▶ _Given request_
Render all of the data below as a two-column CSV with the headers instruction and answer, one row per instruction with its answer. Put each in a single quoted field and replace line breaks with spaces.

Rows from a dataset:
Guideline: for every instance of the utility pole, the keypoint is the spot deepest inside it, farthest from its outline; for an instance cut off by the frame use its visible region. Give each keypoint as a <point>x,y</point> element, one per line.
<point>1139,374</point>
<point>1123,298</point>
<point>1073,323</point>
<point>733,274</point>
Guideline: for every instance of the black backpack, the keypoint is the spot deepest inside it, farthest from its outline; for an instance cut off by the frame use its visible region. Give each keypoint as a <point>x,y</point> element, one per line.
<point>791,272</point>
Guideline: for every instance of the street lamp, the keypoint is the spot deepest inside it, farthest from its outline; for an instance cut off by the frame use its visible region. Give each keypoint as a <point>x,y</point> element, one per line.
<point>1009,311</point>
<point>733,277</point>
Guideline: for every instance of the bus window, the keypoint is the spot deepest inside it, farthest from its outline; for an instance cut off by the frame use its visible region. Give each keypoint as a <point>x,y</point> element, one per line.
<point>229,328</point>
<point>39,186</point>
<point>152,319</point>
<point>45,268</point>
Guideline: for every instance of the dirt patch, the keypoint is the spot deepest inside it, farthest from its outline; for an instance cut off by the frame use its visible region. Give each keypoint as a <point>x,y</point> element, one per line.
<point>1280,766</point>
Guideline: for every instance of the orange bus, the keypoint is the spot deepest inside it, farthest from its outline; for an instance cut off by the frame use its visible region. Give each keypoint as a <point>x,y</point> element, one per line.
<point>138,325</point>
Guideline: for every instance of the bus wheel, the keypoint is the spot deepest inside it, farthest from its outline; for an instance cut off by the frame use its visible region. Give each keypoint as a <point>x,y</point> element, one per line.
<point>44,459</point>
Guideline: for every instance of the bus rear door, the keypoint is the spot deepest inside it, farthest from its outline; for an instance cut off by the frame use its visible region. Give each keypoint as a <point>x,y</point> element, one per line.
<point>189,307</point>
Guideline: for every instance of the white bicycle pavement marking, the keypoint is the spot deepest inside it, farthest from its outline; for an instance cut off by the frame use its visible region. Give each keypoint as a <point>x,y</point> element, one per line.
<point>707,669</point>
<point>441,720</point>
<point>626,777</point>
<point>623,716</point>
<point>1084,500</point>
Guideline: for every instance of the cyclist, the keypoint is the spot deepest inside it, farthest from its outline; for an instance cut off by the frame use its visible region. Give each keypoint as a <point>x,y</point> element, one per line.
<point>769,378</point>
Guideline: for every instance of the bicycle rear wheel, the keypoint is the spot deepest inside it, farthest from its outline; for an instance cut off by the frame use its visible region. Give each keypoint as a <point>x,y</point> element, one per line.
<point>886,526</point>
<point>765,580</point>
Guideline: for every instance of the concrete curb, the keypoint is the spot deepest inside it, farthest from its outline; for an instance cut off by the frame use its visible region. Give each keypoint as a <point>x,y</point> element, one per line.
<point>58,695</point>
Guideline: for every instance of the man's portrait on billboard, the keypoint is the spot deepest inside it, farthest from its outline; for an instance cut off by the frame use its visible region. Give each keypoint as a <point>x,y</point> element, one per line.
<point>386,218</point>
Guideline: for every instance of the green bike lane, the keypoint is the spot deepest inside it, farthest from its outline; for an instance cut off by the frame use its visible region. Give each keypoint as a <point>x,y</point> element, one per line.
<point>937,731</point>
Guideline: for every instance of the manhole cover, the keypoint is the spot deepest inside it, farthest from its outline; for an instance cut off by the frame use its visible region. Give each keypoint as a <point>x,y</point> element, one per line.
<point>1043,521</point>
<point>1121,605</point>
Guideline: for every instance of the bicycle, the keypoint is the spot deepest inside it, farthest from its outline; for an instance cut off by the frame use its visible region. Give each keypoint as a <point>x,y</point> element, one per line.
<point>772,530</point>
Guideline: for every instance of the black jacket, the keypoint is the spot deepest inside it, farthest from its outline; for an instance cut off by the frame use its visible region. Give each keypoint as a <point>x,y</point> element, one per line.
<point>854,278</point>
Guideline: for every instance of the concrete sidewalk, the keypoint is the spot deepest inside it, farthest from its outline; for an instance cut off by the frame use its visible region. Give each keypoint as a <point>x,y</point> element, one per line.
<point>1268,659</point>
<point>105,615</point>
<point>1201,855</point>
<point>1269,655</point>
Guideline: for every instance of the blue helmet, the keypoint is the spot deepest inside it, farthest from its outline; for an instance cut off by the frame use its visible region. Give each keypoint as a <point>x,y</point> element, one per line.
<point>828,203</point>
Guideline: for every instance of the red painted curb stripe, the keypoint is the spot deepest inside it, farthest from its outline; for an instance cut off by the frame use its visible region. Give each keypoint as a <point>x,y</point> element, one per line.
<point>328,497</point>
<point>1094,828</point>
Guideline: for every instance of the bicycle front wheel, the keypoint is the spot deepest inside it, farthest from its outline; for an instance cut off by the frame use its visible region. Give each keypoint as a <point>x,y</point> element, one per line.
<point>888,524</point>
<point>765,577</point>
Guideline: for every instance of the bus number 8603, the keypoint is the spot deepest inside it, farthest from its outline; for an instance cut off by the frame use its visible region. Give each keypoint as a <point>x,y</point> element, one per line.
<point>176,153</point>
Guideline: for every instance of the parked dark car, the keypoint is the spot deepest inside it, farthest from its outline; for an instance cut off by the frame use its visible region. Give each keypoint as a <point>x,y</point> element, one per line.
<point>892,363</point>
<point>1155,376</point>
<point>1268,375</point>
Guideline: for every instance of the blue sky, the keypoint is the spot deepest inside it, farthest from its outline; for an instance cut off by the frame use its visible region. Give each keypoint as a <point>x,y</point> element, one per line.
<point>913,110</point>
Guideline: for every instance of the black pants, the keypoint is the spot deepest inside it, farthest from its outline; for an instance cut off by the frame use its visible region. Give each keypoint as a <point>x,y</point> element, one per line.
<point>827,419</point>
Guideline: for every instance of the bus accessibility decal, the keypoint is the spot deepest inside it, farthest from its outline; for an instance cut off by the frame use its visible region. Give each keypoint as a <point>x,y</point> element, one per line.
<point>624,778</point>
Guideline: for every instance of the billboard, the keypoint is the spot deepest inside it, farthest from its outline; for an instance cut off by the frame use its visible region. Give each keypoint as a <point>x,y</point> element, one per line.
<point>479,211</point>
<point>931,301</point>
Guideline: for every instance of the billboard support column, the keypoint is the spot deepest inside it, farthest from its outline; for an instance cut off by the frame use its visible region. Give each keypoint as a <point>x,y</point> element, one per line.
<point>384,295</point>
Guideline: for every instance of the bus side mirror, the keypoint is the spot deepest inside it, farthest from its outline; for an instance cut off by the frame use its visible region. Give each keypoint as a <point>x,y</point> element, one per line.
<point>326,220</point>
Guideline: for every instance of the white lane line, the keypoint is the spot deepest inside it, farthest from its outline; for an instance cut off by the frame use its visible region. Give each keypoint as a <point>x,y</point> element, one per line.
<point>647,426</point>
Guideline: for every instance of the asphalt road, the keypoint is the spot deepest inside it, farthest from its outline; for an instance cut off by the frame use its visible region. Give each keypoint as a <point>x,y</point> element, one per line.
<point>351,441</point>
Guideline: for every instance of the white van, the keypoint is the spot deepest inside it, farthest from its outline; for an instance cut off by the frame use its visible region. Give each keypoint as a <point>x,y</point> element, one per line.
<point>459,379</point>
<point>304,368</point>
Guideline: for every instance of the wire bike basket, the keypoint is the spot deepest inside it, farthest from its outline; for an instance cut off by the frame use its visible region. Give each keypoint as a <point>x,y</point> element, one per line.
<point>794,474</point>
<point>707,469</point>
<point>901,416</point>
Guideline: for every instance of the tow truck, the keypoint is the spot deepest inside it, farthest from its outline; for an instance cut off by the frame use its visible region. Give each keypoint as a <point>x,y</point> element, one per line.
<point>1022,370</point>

▶ _Task solution_
instruction,answer
"Guideline: for every instance of the utility pole, the keypoint is the spot deepest inside it, farthest from its outline; for an instance cut off by the frame use its visible region. Give each keypoint as a <point>x,y</point> element, one per line.","<point>1139,374</point> <point>1123,298</point> <point>1073,323</point> <point>733,274</point>"
"Guideline: for every instance of the black backpack, the keypoint is the spot deepest inside it, farthest from its outline; for an instance cut off by the frame use its visible region. Give each keypoint as a <point>x,y</point> element, one per line.","<point>791,272</point>"
"Guideline: for every instance of the street lamp, the keypoint is the spot deepest inside it, farthest from its outline; for an instance cut off by the frame use its visible region. Give each keypoint as a <point>x,y</point> element, one per line.","<point>1009,311</point> <point>733,277</point>"
"Guideline: for every instance of the bus window, the keypoint is the spot deepest inside it, farthest from its outline; for an instance cut off by the frame use its visible region. Give each keypoint as a <point>x,y</point> element, one per line.","<point>229,328</point> <point>39,186</point> <point>152,319</point> <point>45,268</point>"
"Guideline: for every instance of the dirt patch, the keypoint is the spot deepest inside it, farthest from its outline; for an instance cut off by the frame use its visible region. Give each keypoint as a <point>x,y</point> element, one per line.","<point>1280,766</point>"
"Guideline: for every instance of the orange bus, the keypoint is the spot deepest inside it, farthest from its outline; for an instance cut off by the frame use its visible region. Give each keypoint as a <point>x,y</point> element, one per line.","<point>138,325</point>"
"Guideline: for every instance of the bus wheel, the keypoint is the spot deepest inside it, farthest from its outline; for an instance cut off by the frame use its visible region. Give each keypoint as a <point>x,y</point> element, one per line.","<point>44,459</point>"
"Guideline: for every instance of the bus rear door, the keypoint is the spot deepest inside it, farthest from its outline; for an instance cut off by the frame use its visible region. Give each keypoint as a <point>x,y</point> element, one per line.","<point>189,307</point>"
"Guideline: for every instance of the white bicycle pavement marking, the keypoint is the spot deepest inside it, farthest from its outline; for an instance cut off by the frame use its visible region. Give each keypoint as a <point>x,y</point> element, one per line.","<point>707,669</point> <point>441,720</point> <point>626,777</point> <point>623,716</point> <point>1084,500</point>"
"Guideline: for every instance of the cyclist, the keypoint is the spot deepest inside it, farthest from its outline; for an instance cut off by the frame use its visible region. Give each keypoint as a <point>x,y</point> element, one per line.","<point>769,378</point>"
"Guideline: for every instance of the bicycle rear wheel, the keypoint is the spot deepest inside it, farthest from its outline; for an instance cut off by the frame use its visible region. Give each keypoint as a <point>x,y</point> element, one per line.","<point>886,526</point> <point>765,580</point>"
"Guideline: for every instance of the concrete curb, the keypoint is the spot deepest inside it, farthest from its outline; for an instance cut off by the frame use its visible region. Give each keypoint as a <point>x,y</point> element, one per line.","<point>58,695</point>"
"Guideline: for every instance of the man's portrait on billboard, the keypoint is the spot deepest inside it, farthest from its outline; for an instance cut off by the frame use its visible region. Give each keypoint as a <point>x,y</point> element, one per line.","<point>386,218</point>"
"Guideline: for every instance of the green bike lane, the keypoint is the spot deepest inside it, farthest from its outline; for an instance cut off by the frame use its visible region. Give each keypoint as a <point>x,y</point> element, one per line.","<point>937,731</point>"
"Guideline: for every instance of the manhole cover, the keypoint is the spot deepest inside it, farthest from its outline; for an instance cut off by the frame use its visible region. Give each keypoint as a <point>x,y</point> element, one per line.","<point>1043,521</point> <point>1121,605</point>"
"Guideline: for every instance of the bicycle, the keypoint is the spot deepest inside it, farthest from its outline; for an instance cut off by the frame use its visible region. Give each keypoint as a <point>x,y</point> element, one per line.","<point>772,530</point>"
"Guideline: for every instance of the black jacket, the keypoint is the spot deepest inside it, farthest from its outline; for an instance cut off by the frame use its visible region. Give each keypoint as a <point>x,y</point> element, one per line.","<point>854,278</point>"
"Guideline: for every instance of the concrete sidewalk, the keypoint is the spot deepest inside it, farthest from its outline; for an instance cut off by the frame use its visible region. Give each keypoint as a <point>x,y</point> element, one per line.","<point>1268,659</point> <point>105,615</point> <point>1201,855</point> <point>1269,655</point>"
"Guideline: for every instance of the blue helmet, the keypoint is the spot deepest inside it, farthest from its outline; for an instance cut off by the frame use its visible region. Give each keypoint as a <point>x,y</point> element, one per line.","<point>828,203</point>"
"Guideline: for every instance of the red painted curb stripe, the keypoint is the spot deepest inside it, farthest from its outline; for an instance cut off by the frame use its visible region. Give each keypoint as a <point>x,y</point> element, one per line.","<point>328,497</point> <point>1094,828</point>"
"Guideline: for every instance of the bicycle front wheel, the keypoint is the spot deepest inside it, farthest from its outline; for an instance cut off by the frame use its visible region. Give each keypoint as a <point>x,y</point> element, one per line.","<point>888,524</point> <point>765,577</point>"
"Guideline: for every instance of the bus number 8603, the keypoint is the spot deepest inside it, farthest from its outline; for an instance cut off by the frame use its visible region. Give each keypoint as a <point>x,y</point> element, one per line.","<point>176,153</point>"
"Guideline: for every instance of the parked dark car, the keypoint is the spot deepest inside it, farthest from its outline; for an instance cut off by the frame use its visible region. Give each keypoint as a <point>x,y</point> element, one per line.","<point>892,363</point> <point>1155,376</point> <point>1268,375</point>"
"Guideline: for every instance of the blue sky, the keypoint is the spot deepest inside it, farthest from its outline; for an instance cut off by the frame use its visible region. Give each keypoint as a <point>x,y</point> element, one per line.","<point>913,110</point>"
"Guideline: for every instance of the black pants, the keypoint is the spot deepest inside it, farthest from its outline; for an instance cut off by the frame use its visible region. Give each keypoint as a <point>x,y</point> element, one per line.","<point>827,419</point>"
"Guideline: for every instance of the bus accessibility decal, the keypoint is the spot deepest inside it, farthest from its outline; for an instance cut off by the frame use its visible region. Give each keypoint as a <point>x,y</point> element, one per line.","<point>624,778</point>"
"Guideline: for every instance of the billboard, the keypoint is the spot deepest inside it, farthest from its outline; for an instance cut off by the frame use its visible region. Give each keypoint as a <point>x,y</point> element, one per line.","<point>479,211</point> <point>931,301</point>"
"Guideline: for every instance of the billboard support column, the keypoint is the spot deepest inside it, farthest from its outline; for an instance cut off by the frame use its visible region. Give each keypoint as a <point>x,y</point> element, one per line.","<point>384,295</point>"
"Guideline: for every instance of the bus side mirror, the keypoint is the spot deepest inside it, farthest from its outline; for an instance cut off by the frame use its visible region. Give each keypoint as a <point>x,y</point> element, one per line.","<point>326,220</point>"
"Guideline: for every instance of the white lane line, the keypoint is the spot deepest inside it, farthest from its outline; for an instance cut off by the frame use its visible region. Give each keypoint as a <point>x,y</point> element, one per line.","<point>647,426</point>"
"Guideline: for every instance of the asphalt road, the keypoint is the spot deepest inside it, farthest from its outline; for an instance cut off by the frame use its visible region. Give each keypoint as a <point>x,y</point> element, one per line.","<point>351,441</point>"
"Guideline: for every instance of the white van, the keypoint is the spot deepest inside it, farthest from its outline; for an instance cut off by the frame use its visible region. Give each keypoint as a <point>x,y</point> element, one per line.","<point>459,379</point> <point>304,368</point>"
"Guideline: for every instance of the wire bike basket, the keypoint is the spot deepest inside it, farthest from its outline; for an instance cut off by the frame use its visible region. Give each keypoint as a <point>x,y</point> element, one per line.","<point>794,474</point> <point>707,469</point> <point>901,416</point>"
"Guideline: for every instance of the tow truck, the keypoint is the spot deepest inside it, farthest from its outline; for an instance cut off by the frame use its visible region. Give each keypoint as a <point>x,y</point> element, one per line.","<point>1022,370</point>"